_GIVEN TASK_.
Which lines in the records below contain the word "wooden"? Copy every such line, counting only matches with the same case.

_Pointing dataset records_.
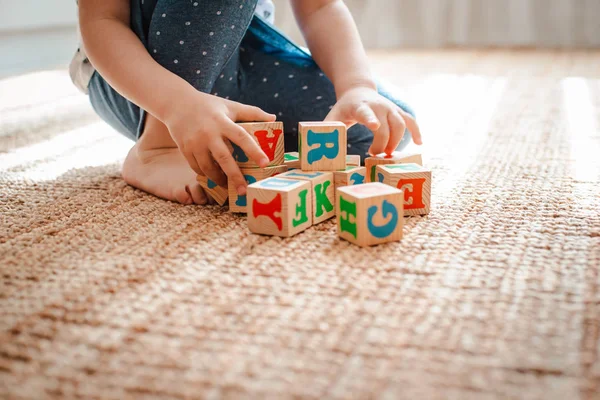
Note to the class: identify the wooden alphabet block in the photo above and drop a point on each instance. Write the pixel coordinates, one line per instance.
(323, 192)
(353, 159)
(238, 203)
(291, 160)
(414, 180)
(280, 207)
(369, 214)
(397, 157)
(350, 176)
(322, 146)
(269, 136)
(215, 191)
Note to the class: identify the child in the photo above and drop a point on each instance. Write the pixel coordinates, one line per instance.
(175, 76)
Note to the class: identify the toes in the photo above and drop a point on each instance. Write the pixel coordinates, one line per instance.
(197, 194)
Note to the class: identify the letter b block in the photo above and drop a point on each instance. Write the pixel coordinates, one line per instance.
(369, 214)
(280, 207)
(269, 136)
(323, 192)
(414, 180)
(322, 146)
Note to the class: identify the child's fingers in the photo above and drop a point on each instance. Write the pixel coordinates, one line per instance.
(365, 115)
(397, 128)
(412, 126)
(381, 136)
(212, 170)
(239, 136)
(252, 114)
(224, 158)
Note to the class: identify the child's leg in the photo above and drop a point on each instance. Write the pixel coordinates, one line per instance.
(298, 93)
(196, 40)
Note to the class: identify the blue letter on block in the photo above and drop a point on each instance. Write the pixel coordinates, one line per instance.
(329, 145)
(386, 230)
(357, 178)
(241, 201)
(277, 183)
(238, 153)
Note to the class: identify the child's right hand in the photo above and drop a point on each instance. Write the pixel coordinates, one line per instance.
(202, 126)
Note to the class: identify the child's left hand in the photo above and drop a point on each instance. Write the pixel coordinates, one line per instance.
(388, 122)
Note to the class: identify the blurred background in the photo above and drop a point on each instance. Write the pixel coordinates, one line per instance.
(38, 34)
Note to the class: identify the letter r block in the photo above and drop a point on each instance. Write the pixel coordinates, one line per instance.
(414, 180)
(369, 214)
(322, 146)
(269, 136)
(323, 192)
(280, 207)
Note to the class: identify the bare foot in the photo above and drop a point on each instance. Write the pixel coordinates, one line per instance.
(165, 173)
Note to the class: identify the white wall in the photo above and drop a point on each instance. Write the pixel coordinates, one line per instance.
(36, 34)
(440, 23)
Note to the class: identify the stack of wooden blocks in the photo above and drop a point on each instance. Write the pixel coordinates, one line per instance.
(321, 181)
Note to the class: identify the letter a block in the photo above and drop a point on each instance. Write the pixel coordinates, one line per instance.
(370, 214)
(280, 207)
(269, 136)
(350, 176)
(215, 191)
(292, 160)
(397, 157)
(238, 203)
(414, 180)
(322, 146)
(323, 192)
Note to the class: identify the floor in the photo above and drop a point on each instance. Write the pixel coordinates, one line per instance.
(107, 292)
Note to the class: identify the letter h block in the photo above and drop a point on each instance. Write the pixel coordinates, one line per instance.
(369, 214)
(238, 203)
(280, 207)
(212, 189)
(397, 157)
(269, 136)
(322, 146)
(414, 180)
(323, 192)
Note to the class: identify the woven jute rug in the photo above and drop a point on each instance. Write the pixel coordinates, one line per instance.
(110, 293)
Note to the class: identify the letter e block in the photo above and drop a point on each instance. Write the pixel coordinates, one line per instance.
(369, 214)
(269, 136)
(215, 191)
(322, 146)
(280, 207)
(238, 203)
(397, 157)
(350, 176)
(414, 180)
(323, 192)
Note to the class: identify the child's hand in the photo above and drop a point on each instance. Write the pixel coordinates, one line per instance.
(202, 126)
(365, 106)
---
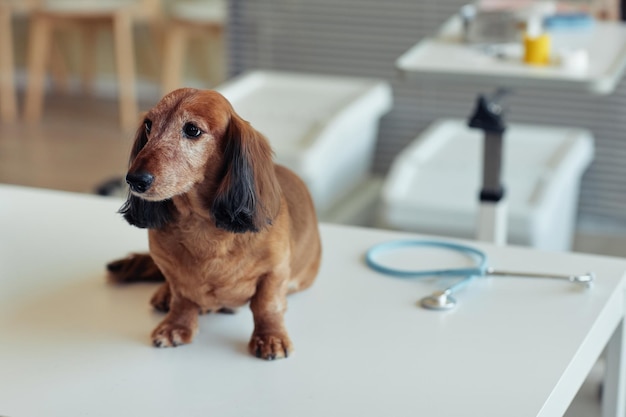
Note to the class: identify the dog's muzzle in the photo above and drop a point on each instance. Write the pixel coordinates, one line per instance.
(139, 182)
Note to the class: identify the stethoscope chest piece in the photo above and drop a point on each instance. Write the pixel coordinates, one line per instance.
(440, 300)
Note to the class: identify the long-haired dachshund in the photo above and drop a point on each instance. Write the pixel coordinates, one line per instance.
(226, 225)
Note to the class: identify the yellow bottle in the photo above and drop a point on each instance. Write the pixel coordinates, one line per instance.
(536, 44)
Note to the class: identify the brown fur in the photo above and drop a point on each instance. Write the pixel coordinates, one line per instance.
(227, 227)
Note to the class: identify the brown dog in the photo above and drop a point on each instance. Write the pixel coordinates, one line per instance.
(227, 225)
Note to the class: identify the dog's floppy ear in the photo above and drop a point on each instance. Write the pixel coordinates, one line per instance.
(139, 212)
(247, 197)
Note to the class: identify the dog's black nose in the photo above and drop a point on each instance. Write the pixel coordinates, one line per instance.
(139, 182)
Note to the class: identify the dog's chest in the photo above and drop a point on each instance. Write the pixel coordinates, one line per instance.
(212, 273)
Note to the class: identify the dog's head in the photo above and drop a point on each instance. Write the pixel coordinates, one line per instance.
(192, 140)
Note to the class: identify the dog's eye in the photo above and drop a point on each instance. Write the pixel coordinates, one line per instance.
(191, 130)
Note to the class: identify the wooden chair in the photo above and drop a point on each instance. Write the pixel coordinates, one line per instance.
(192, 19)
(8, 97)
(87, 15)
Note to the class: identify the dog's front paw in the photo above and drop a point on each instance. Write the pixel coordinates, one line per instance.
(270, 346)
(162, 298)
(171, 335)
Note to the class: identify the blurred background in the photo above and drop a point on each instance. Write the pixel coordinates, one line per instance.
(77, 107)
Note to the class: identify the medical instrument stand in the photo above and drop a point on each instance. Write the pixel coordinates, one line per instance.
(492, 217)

_FINISHED TASK_.
Note to the class: identify the wooden alphabet block in the photo above and drop a point on each instance. Write the pixel coordinates, one line per instance.
Note to the class: identify the stack of wooden blocks in the photo above and drop a point on each instance. Write the pixel coordinates, one line per instance.
Note to the class: identify the wooden chair in the photo above and drop a point on each instance. Write the pixel coordinates, one line per instance.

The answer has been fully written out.